Records from a dataset:
--------------------
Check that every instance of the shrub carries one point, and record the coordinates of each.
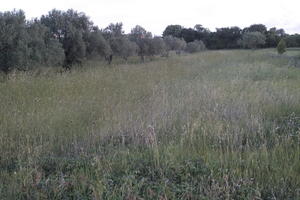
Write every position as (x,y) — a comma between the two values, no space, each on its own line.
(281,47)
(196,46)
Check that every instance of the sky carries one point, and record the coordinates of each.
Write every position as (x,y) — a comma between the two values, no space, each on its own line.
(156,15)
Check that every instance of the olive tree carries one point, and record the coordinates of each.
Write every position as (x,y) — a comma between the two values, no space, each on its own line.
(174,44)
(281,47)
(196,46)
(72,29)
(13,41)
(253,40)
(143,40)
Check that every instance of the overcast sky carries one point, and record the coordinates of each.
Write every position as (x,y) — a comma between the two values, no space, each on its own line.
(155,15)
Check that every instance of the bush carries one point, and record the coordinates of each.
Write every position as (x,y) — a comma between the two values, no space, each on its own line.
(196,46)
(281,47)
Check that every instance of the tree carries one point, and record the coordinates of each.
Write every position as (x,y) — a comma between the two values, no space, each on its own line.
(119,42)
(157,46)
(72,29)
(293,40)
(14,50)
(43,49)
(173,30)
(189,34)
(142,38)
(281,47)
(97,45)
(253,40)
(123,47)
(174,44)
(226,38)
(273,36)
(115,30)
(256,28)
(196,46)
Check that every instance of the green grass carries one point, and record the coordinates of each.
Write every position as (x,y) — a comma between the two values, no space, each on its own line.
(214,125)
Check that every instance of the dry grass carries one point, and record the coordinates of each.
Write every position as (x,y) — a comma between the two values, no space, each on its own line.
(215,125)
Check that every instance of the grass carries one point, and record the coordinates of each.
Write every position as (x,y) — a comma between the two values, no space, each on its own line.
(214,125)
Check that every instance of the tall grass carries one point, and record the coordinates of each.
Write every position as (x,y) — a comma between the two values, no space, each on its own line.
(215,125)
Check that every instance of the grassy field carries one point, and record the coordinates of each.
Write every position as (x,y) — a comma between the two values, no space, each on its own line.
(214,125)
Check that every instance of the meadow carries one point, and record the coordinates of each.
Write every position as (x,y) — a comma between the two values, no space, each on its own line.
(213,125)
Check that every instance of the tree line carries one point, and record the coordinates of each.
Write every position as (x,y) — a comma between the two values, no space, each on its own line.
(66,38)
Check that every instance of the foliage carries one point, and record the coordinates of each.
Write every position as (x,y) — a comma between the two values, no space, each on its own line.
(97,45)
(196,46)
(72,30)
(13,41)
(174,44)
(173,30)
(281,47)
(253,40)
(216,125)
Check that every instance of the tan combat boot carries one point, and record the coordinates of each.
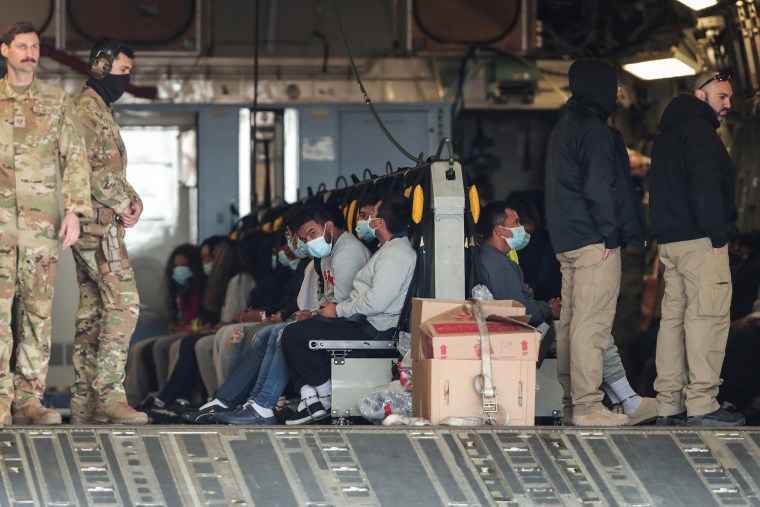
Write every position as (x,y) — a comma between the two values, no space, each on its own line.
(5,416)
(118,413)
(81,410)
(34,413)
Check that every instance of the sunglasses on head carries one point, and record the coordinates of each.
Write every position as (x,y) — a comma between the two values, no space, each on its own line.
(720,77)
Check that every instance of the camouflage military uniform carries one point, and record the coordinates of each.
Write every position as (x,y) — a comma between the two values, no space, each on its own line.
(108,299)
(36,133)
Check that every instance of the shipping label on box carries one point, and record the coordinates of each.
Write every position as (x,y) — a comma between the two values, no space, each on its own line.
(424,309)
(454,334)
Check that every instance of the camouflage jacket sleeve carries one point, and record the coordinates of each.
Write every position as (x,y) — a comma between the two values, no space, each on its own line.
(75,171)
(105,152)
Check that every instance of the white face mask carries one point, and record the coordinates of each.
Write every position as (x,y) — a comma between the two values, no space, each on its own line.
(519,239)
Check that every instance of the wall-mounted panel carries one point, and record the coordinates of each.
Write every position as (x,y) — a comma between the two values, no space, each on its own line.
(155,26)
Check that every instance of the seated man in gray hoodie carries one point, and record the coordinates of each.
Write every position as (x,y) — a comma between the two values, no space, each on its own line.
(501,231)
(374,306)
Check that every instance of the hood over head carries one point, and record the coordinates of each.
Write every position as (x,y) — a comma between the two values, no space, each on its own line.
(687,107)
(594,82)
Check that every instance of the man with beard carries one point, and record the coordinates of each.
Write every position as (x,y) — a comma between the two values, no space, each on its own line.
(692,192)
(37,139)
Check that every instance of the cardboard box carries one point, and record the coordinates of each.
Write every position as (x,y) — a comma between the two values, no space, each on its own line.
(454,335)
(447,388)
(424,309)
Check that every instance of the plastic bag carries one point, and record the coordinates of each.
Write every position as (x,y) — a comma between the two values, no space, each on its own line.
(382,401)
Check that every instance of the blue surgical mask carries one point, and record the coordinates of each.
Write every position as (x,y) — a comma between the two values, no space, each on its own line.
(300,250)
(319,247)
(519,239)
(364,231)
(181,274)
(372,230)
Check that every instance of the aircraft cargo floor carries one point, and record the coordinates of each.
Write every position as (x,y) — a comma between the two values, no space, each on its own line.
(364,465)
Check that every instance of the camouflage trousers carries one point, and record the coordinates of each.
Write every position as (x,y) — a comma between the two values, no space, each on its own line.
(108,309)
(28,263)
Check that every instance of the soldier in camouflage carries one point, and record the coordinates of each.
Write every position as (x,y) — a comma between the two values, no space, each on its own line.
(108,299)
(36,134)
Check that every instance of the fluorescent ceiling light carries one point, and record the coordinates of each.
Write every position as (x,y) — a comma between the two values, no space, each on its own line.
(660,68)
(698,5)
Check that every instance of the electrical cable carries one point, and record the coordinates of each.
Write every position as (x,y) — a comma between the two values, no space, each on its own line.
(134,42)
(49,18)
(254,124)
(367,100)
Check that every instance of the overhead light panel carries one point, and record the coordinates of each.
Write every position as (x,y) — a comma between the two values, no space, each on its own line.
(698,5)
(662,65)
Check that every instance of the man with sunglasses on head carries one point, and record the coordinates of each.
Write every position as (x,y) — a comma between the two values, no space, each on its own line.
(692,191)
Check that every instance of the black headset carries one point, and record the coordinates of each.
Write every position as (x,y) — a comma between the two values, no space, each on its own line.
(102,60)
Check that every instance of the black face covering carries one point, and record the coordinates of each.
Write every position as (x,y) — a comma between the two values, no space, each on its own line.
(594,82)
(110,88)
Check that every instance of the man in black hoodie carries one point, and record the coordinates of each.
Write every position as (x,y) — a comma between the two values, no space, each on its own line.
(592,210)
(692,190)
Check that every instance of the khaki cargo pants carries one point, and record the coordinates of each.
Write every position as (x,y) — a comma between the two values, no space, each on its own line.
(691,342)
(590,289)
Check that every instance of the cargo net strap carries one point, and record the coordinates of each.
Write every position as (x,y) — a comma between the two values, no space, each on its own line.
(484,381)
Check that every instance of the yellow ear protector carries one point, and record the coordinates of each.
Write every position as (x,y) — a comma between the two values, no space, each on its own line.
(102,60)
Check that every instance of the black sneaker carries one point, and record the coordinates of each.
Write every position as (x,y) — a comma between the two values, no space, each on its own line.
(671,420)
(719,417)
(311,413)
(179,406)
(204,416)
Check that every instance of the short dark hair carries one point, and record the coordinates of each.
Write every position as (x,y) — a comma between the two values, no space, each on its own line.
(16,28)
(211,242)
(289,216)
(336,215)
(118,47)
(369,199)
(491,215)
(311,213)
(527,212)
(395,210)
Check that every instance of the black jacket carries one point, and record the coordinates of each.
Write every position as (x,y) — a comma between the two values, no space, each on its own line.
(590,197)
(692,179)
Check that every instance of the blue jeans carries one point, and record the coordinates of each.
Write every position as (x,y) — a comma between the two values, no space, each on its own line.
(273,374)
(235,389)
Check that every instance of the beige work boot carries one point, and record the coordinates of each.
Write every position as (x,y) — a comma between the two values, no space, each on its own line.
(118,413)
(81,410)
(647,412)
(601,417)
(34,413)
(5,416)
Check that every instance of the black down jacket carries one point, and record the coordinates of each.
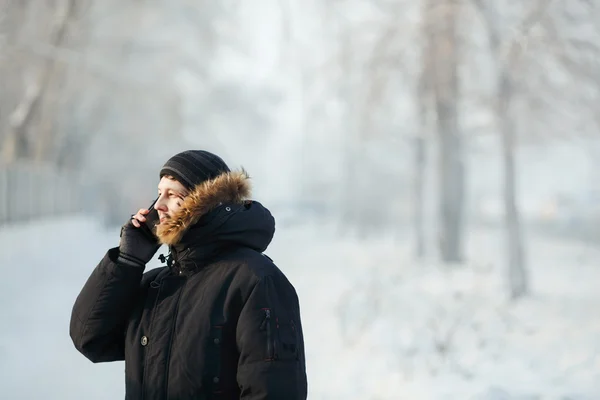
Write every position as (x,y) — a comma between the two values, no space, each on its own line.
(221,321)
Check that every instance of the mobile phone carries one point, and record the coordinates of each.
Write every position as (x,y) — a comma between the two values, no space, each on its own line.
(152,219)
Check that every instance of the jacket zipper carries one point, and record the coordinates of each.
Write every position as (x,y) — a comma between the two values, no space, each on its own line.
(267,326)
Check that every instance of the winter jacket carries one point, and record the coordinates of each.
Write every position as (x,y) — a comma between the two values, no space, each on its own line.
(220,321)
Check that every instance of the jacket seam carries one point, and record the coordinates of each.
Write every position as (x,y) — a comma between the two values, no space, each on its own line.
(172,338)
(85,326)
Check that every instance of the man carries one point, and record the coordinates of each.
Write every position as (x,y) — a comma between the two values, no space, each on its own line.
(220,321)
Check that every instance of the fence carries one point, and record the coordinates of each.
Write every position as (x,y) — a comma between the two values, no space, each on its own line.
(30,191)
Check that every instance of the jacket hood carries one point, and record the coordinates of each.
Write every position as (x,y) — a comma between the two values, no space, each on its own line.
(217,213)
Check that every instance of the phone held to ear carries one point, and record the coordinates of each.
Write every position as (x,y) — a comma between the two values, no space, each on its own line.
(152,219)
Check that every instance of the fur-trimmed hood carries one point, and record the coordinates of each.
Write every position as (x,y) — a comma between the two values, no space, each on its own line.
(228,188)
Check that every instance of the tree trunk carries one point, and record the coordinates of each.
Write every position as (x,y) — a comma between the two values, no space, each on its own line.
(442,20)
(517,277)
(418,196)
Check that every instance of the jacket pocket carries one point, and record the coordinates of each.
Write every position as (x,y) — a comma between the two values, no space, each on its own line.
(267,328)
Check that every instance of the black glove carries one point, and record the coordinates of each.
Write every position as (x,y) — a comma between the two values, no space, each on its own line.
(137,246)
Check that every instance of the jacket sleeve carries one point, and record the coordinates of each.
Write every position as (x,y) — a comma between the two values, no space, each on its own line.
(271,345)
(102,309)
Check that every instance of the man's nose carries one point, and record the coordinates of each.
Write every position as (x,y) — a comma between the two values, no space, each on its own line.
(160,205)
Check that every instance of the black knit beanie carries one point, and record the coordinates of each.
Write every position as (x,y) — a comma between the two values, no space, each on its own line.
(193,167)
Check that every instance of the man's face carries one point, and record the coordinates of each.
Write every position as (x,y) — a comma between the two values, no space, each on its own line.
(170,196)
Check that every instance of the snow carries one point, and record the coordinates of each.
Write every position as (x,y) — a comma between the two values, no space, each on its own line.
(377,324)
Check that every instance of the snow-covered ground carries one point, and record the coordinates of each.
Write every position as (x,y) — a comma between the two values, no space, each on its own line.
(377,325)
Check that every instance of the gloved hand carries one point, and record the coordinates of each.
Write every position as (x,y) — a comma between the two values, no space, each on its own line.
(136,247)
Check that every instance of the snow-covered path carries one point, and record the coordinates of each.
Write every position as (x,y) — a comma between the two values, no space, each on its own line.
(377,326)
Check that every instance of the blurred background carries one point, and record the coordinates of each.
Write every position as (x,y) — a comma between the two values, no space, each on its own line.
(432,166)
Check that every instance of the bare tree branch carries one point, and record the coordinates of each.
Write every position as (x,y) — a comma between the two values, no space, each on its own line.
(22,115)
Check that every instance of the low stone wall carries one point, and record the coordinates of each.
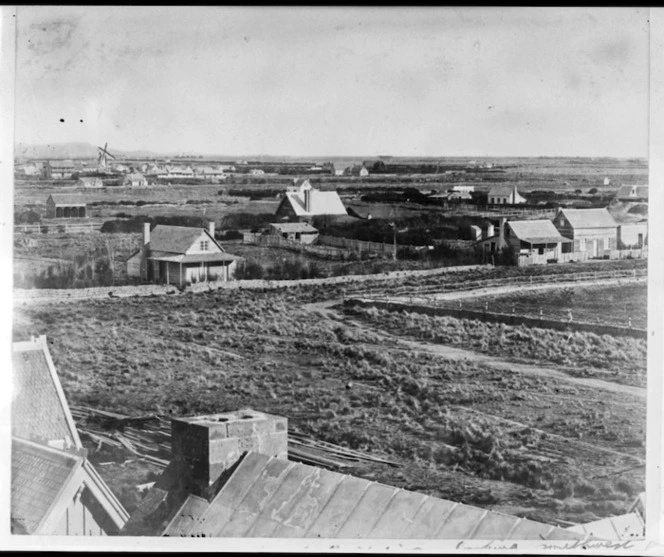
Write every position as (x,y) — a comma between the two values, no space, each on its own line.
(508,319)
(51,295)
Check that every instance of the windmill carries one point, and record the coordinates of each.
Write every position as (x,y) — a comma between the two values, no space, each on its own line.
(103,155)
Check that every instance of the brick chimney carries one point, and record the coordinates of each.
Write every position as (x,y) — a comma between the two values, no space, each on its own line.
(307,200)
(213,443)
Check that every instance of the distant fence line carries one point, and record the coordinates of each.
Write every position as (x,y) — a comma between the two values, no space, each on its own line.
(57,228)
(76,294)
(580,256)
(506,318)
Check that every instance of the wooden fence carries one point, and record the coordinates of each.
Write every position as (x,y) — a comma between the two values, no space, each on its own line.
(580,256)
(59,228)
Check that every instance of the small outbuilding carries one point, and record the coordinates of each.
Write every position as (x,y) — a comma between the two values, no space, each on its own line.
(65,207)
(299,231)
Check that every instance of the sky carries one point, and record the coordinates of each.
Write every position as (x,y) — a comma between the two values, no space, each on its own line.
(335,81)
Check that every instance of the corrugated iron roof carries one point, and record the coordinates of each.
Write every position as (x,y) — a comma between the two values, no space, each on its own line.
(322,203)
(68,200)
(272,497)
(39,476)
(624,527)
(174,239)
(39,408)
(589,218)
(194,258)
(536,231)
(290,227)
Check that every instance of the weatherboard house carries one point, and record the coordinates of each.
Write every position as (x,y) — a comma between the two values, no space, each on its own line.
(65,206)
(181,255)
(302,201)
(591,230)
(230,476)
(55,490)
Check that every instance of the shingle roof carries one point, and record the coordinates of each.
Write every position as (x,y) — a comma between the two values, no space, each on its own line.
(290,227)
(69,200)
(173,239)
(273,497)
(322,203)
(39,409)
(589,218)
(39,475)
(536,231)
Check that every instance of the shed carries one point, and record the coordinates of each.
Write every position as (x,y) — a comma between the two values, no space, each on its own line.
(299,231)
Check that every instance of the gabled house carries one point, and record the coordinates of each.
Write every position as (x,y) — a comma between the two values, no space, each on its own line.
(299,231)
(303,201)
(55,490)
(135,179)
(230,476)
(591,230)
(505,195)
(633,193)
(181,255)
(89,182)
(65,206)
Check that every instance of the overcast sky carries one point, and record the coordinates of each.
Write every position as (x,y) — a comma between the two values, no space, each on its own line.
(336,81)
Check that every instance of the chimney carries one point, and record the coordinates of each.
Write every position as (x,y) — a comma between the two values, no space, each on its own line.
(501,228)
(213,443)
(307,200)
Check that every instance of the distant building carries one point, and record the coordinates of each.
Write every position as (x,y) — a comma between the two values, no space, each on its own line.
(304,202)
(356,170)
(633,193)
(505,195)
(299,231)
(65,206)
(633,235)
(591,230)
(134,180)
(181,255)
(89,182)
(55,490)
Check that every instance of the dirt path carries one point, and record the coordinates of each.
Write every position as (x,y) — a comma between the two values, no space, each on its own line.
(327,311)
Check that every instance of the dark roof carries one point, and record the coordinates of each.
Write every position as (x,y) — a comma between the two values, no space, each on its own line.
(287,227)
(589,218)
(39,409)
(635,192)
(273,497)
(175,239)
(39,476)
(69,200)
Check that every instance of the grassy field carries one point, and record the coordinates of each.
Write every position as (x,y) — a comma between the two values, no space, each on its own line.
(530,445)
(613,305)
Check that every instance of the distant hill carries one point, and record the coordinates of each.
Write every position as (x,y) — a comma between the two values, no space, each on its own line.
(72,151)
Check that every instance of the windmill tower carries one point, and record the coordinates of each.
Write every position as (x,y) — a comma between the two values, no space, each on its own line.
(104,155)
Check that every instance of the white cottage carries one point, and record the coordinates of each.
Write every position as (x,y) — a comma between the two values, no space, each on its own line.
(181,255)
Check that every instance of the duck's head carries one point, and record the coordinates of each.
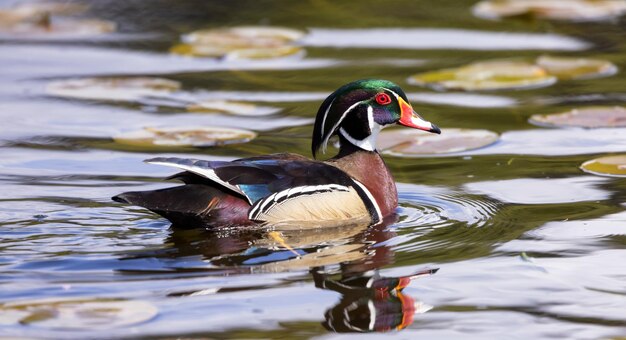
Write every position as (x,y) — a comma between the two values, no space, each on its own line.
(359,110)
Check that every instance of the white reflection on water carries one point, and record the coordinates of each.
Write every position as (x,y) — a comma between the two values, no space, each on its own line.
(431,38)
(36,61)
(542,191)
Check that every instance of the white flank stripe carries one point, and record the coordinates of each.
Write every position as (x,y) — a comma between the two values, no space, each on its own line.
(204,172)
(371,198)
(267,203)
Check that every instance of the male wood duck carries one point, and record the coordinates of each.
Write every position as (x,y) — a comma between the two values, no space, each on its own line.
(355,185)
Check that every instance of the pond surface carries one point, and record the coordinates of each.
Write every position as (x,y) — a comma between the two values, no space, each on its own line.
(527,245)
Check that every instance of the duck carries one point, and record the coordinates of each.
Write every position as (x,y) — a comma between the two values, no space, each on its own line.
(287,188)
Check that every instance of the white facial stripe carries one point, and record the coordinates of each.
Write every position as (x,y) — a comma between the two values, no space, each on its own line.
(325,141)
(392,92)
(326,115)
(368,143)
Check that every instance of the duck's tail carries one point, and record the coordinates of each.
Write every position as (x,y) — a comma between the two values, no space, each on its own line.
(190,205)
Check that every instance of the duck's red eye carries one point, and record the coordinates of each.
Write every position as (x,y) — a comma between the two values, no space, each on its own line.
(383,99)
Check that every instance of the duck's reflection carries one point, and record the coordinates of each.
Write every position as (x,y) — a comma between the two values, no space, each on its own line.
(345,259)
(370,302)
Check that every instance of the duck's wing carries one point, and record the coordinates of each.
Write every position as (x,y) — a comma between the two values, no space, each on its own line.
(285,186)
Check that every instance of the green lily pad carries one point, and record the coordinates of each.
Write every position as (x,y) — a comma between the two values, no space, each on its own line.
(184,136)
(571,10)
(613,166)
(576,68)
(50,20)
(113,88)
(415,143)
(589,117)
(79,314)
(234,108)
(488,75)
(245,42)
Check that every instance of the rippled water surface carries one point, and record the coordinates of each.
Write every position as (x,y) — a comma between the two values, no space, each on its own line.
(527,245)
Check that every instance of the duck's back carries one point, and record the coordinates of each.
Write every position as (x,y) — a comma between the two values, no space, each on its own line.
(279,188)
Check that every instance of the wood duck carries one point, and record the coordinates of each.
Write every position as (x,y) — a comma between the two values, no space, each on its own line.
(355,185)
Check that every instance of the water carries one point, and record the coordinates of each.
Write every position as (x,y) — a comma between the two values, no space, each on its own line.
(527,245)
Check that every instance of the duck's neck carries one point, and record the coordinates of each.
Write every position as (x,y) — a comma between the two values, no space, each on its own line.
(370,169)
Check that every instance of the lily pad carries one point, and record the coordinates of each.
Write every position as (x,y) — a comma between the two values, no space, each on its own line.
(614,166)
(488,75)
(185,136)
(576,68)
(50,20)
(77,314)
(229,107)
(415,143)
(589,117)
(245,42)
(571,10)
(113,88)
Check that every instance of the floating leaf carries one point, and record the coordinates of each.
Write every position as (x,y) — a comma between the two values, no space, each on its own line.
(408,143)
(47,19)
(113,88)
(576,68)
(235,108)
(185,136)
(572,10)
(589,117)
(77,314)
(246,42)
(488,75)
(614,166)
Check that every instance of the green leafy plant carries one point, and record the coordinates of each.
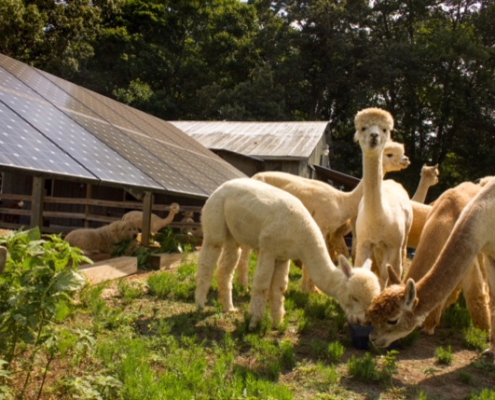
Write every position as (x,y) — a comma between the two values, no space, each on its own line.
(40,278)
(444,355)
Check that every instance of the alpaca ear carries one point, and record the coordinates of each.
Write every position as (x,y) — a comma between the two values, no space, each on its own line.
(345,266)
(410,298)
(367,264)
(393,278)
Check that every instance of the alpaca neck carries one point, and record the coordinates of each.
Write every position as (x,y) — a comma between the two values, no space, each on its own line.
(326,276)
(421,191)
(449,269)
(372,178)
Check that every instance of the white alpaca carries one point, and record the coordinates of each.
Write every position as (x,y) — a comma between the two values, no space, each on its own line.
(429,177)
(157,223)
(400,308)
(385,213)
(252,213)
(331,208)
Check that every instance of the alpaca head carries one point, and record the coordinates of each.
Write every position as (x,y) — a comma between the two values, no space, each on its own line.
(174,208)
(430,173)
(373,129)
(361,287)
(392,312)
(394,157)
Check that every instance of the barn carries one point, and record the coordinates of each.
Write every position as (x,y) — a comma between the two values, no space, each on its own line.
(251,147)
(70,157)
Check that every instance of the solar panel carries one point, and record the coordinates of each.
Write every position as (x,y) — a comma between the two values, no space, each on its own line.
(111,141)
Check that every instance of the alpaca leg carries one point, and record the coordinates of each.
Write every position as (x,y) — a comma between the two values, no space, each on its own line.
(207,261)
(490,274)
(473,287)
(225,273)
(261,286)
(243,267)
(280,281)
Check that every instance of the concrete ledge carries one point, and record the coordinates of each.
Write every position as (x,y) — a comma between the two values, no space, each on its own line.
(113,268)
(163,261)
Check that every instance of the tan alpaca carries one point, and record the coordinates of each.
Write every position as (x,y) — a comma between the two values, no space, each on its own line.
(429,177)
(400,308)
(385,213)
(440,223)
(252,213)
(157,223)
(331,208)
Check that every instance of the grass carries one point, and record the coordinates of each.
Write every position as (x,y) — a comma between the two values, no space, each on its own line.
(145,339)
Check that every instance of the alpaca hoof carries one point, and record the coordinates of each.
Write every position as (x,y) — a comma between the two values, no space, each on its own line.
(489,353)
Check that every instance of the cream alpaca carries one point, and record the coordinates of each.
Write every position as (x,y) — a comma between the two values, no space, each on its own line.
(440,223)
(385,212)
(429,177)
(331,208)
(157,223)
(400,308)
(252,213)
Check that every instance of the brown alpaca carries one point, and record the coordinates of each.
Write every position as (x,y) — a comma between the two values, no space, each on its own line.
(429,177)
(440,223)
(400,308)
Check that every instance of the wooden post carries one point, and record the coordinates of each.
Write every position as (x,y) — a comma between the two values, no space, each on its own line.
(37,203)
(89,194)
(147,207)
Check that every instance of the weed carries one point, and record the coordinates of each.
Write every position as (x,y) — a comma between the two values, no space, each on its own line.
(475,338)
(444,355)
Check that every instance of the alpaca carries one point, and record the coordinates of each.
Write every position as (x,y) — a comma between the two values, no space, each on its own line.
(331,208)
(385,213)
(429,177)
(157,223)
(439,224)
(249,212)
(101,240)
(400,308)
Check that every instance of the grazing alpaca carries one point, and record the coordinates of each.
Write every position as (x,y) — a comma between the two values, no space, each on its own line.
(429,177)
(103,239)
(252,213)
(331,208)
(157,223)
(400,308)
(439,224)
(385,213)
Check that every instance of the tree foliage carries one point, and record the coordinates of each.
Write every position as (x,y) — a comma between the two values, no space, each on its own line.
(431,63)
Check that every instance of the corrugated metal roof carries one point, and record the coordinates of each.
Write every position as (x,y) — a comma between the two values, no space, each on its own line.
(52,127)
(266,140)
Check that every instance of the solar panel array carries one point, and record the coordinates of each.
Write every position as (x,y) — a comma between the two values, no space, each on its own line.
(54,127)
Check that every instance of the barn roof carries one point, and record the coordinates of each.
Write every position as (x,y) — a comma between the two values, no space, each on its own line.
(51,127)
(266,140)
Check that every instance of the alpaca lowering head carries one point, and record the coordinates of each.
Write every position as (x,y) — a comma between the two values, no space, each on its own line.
--------------------
REQUEST:
Write out exactly the lines from the line holding "Check that every instance of the alpaca carries" through the last line of the data, and nothing besides those lines.

TASK RESULT:
Check that every instance of the alpaca carries one point, and record the coordinates of each.
Write every position as (x,y) — a comma between the two values, no space, each on its own line.
(331,208)
(385,213)
(429,177)
(157,223)
(439,224)
(249,212)
(101,240)
(400,308)
Check that every instance of the grazing alpaca carries one point, and record the coordinates of each.
Write every position as (x,y) — a comma between the two values, no space, each on its own line.
(429,177)
(103,239)
(252,213)
(331,208)
(157,223)
(400,308)
(439,224)
(385,213)
Check that every instance of the tree foliage carries one point, and record the coordinates of each.
Write every position as (x,y) — a comma between the two values, no space, each on its own line.
(431,63)
Check that every instance of the corrugated metal roof carries one point, and record the coordinates of each.
Write every position as (x,y) — a comma between the two values, no space, each on its own line.
(52,127)
(266,140)
Check that every instance of the solar panel array carries one point, and record the coordinates of each.
Write every position as (x,y) — a comma between the two values, no space, each on its own line.
(54,127)
Check that every instance of the barn roof carries one point, and record the coordinates of each.
Write every position as (x,y) — a comma between the two values, no space, each on its own line.
(51,127)
(266,140)
Check that every instance of the alpaca lowering head carries one point, and record the coordinates of each.
Write every position as (x,y) — a comma between the two values, no space, each on its own line.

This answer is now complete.